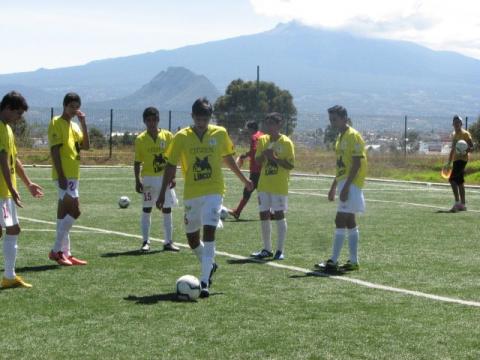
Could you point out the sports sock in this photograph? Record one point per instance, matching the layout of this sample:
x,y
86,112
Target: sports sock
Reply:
x,y
353,237
57,246
266,234
65,227
66,245
338,243
168,228
207,260
145,223
240,206
198,251
9,255
282,233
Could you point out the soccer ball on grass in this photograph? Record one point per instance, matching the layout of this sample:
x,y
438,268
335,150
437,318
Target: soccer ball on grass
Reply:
x,y
187,288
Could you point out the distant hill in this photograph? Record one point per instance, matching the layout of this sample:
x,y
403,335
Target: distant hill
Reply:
x,y
319,67
173,89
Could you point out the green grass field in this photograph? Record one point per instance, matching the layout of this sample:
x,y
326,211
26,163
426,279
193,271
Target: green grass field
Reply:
x,y
122,304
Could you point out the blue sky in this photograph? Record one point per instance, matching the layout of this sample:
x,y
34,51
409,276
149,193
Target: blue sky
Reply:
x,y
51,34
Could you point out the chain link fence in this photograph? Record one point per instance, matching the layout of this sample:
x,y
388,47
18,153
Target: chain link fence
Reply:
x,y
114,130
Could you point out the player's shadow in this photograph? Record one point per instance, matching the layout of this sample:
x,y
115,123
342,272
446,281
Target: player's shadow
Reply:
x,y
131,253
153,299
315,273
246,261
37,268
240,220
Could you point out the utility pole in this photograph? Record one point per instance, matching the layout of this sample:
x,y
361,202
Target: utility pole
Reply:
x,y
257,94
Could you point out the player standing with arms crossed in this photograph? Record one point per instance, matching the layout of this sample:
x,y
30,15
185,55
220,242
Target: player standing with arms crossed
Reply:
x,y
348,182
150,148
276,155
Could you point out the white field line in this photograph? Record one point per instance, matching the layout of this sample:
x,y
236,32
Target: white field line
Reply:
x,y
288,267
384,201
53,230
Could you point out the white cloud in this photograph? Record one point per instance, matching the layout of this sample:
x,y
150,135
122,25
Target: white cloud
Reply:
x,y
441,25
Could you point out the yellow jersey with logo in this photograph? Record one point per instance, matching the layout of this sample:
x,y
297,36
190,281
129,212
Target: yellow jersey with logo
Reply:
x,y
462,135
201,159
151,152
7,145
274,178
350,144
69,136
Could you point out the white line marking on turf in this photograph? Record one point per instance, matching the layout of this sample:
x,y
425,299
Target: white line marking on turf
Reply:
x,y
287,267
384,201
53,230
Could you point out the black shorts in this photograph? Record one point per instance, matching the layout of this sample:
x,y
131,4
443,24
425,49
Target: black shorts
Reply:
x,y
458,172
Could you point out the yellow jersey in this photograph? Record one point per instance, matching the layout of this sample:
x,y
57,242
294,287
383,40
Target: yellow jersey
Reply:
x,y
7,144
462,135
69,136
201,159
151,152
350,144
274,178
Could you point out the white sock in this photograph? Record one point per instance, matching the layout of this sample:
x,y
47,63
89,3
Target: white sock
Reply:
x,y
9,255
198,251
145,222
266,234
65,226
57,246
282,234
66,245
353,237
207,260
338,243
168,228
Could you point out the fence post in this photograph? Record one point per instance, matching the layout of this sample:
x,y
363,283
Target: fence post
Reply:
x,y
169,120
111,134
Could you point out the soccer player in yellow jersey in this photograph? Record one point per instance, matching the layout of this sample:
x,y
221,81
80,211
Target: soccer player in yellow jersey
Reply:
x,y
66,139
201,149
150,148
457,180
275,153
12,107
348,183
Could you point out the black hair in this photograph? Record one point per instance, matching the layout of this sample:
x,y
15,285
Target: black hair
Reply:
x,y
71,97
276,117
338,110
252,125
14,100
151,111
202,107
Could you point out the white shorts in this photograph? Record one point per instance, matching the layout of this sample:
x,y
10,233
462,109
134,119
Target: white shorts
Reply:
x,y
203,210
268,201
355,202
72,189
8,212
151,190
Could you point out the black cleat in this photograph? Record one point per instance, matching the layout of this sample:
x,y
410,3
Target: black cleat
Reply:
x,y
214,269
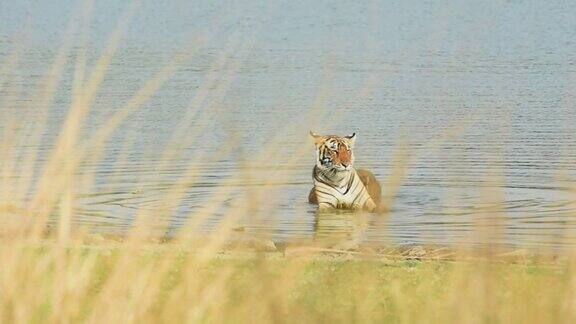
○ ○ ○ ○ ○ ○ ○
PROBLEM REQUIREMENTS: Collect every line above that contains the word "hair", and copy each one in full.

THE RESULT:
Could you point out the black hair in this photograph? Record one point per instance, matching the layout of this sample:
Target: black hair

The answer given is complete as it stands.